┌────────

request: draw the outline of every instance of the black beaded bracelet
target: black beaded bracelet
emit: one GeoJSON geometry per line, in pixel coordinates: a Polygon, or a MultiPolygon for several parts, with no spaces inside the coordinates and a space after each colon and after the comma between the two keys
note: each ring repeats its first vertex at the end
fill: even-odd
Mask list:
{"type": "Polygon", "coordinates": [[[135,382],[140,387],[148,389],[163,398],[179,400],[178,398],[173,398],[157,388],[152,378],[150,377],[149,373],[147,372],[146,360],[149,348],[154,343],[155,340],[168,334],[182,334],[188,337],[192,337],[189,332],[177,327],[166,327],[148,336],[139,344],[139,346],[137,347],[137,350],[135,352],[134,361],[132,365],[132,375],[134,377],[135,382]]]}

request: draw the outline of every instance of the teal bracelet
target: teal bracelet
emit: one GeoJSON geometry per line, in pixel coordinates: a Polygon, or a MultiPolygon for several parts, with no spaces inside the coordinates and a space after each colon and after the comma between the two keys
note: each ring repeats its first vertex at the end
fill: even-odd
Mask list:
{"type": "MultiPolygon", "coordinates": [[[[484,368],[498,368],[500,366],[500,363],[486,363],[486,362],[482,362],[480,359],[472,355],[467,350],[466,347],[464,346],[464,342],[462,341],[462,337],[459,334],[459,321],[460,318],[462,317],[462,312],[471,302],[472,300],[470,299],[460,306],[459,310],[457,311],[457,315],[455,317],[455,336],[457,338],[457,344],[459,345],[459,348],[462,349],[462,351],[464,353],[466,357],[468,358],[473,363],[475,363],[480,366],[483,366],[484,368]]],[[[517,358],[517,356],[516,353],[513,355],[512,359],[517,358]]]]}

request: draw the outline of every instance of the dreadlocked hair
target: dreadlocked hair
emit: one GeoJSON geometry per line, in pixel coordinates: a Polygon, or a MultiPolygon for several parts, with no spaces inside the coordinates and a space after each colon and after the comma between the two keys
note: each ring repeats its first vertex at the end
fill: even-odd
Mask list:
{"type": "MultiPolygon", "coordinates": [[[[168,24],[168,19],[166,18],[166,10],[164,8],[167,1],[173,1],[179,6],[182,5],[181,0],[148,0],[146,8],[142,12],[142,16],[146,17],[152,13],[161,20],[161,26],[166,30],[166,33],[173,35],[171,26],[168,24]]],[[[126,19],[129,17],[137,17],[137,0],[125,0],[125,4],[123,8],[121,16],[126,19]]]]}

└────────

Problem details
Reproduce every line from the line containing "request: draw the outline of every instance of the teal" through the end of the items, shifting each pixel coordinate in the polygon answers by adding 117 and leaving all other text unchanged.

In response
request: draw the outline of every instance of the teal bracelet
target: teal bracelet
emit: one GeoJSON geometry per line, in pixel coordinates: a Polygon, or a MultiPolygon for several parts, with no spaces inside the coordinates and a space after each colon and after the comma between the two keys
note: each ring repeats its first vertex at the end
fill: even-odd
Mask list:
{"type": "MultiPolygon", "coordinates": [[[[601,485],[615,485],[617,483],[617,480],[603,480],[603,479],[599,479],[597,476],[589,472],[584,467],[583,464],[581,463],[581,459],[579,458],[579,454],[576,451],[576,438],[577,435],[579,434],[579,429],[588,419],[589,417],[587,416],[577,423],[576,427],[574,428],[574,432],[572,434],[572,453],[574,455],[574,461],[576,462],[576,465],[579,466],[579,468],[581,470],[583,474],[585,475],[590,480],[592,480],[597,483],[600,483],[601,485]]],[[[634,475],[634,473],[633,470],[630,472],[629,476],[634,475]]]]}

request: draw the outline of every instance of the dreadlocked hair
target: dreadlocked hair
emit: one GeoJSON geometry per line, in pixel coordinates: a Polygon, or a MultiPolygon for several parts, with no spaces inside the coordinates and a space after each colon and after the comma between the two keys
note: each ring repeats its first vertex at the end
fill: even-odd
Mask list:
{"type": "MultiPolygon", "coordinates": [[[[285,141],[285,136],[283,135],[283,127],[281,125],[284,118],[290,118],[296,123],[299,122],[298,117],[265,117],[263,125],[259,129],[259,133],[263,134],[269,130],[278,137],[278,143],[283,147],[283,150],[290,152],[288,143],[285,141]]],[[[243,136],[246,134],[254,134],[254,117],[242,117],[242,121],[240,125],[238,133],[243,136]]]]}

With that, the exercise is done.